▸ GOAL OF THE EXERCISE
Render every line of the records below as a numbered list, omitting any blank lines.

▸ DATA FOR PROCESSING

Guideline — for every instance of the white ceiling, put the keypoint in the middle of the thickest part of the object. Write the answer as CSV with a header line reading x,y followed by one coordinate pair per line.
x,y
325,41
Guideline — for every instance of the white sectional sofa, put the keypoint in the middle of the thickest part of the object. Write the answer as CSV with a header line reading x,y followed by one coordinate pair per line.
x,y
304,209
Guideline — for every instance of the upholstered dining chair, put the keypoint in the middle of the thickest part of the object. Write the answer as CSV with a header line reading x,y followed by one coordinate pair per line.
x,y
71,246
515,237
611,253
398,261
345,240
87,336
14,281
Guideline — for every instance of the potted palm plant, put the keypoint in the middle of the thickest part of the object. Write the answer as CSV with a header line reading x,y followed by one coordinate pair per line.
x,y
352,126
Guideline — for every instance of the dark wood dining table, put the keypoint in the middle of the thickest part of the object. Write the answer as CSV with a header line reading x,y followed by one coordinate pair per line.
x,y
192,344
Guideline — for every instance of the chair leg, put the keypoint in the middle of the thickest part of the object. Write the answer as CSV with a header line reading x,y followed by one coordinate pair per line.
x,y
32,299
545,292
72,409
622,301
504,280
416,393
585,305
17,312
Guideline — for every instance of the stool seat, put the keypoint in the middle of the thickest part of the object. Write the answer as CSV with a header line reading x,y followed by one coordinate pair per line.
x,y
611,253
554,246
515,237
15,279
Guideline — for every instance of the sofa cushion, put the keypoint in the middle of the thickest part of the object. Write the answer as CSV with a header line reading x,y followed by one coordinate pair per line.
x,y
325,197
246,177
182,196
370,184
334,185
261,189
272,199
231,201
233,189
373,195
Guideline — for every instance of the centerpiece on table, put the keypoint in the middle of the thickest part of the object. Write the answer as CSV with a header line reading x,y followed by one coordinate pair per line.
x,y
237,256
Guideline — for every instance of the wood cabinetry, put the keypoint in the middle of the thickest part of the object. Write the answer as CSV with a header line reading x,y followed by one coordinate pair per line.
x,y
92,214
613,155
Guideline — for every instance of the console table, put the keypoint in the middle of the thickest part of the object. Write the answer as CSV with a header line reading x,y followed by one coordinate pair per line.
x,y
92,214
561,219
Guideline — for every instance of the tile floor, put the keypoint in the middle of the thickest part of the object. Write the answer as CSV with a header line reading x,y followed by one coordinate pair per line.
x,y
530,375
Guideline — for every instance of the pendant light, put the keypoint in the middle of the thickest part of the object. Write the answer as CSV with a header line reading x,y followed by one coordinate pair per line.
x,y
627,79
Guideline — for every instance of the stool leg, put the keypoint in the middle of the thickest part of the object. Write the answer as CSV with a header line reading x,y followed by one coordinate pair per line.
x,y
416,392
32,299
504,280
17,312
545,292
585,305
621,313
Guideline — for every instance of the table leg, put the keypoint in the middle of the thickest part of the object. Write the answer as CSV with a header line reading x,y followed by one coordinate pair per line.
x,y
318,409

▸ SOLUTION FOR THIS TASK
1. Guideline — for every instance of the white ceiling, put the keypoint in the middle of the thickest part of the object. Write the answer as CSV with a header line reading x,y followed by one coordinate pair per line.
2. x,y
3. 325,41
4. Guideline — for every instance of the white sectional sofa, put the keypoint in the middle of the thickest part of the object. Write the answer as CSV with a header line reading x,y followed by one coordinate pair per line.
5. x,y
6. 304,209
7. Guideline — for every instance of the upholstered dining chair, put the keypoint in the middle of the thickest part of the object. Write the answer as CSV with a header line reading x,y followed by one coordinate pair per line.
8. x,y
9. 71,246
10. 515,237
11. 611,253
12. 398,261
13. 345,240
14. 87,336
15. 14,281
16. Guideline — for every instance of the potted palm plant, put the keypoint in the middle of the thickest part of the object. Write the answer as CSV with a header line reading x,y followed by one coordinate pair per line.
17. x,y
18. 352,126
19. Guideline — for every instance of the dark wood dining table, put the keypoint in the middle of the thickest part of the object. Write the answer as CSV with a header line reading x,y followed by one coordinate pair per line.
20. x,y
21. 192,344
22. Guideline — for every instance of the chair leg, put the keypoint in the middle of the thickest part of the object. Write the answer as CSV with a header line reading x,y followed by one coordinate pair per line.
23. x,y
24. 32,299
25. 545,292
26. 72,409
27. 622,301
28. 504,280
29. 416,393
30. 585,305
31. 17,312
32. Guideline — for every instance of the stool seat, put the keypoint in the middle of the thickest part of the object. Write the answer as CSV with a header line reading x,y followed by one coordinate pair per line.
33. x,y
34. 611,253
35. 554,246
36. 515,237
37. 15,279
38. Guideline — for every instance of the sofa cushion, put the keypoint in the middle of the thickest part of the object. Write the answer as CSV with a header line reading x,y followed by one coordinate pair per line.
39. x,y
40. 325,197
41. 246,177
42. 182,196
43. 370,184
44. 334,185
45. 261,189
46. 272,199
47. 231,201
48. 233,189
49. 373,195
50. Guideline — for every instance of the centerpiece on table, put the keypoint in the middle of the thickest part of the object. Write the answer as CSV with a header line reading x,y followed by one coordinate pair per line.
51. x,y
52. 237,256
53. Guideline — for every instance of the wood cabinetry, put the keypoint in the middle of the thickest part of the object. Write the answer as CSV with a header line reading x,y followed by one coordinate pair per line.
54. x,y
55. 92,214
56. 613,155
57. Guideline — for every instance of the console table, put the keypoint in the middle of the thickest part of the object. Write the answer as CSV with a header line reading x,y followed by one coordinate pair per line.
58. x,y
59. 92,214
60. 561,219
61. Guideline — for every instance of the tile floor, put the keypoint in the middle of the thickest part of the object. Write the answer as CSV with a header line reading x,y followed by one coordinate pair per line.
62. x,y
63. 530,375
64. Guideline — for every instance of the pendant light, put the keypoint in the middle of the thickest part of the object. Write the answer as CSV with a header line reading x,y followed by one coordinate pair per line.
65. x,y
66. 627,79
67. Guideline — for every instance of the stool leg, put the keypoint in the middle of the thickest part of the object. Write the answer as CSV with a header line reading x,y followed by one coordinate pair per line.
68. x,y
69. 416,392
70. 32,299
71. 504,280
72. 17,312
73. 545,292
74. 585,305
75. 621,313
76. Guideline — for every instance of the table leg, put the keypoint in the middle of the thickest part of the object. Write the answer as CSV with a header line reading x,y followed by one coordinate pair per line.
77. x,y
78. 318,409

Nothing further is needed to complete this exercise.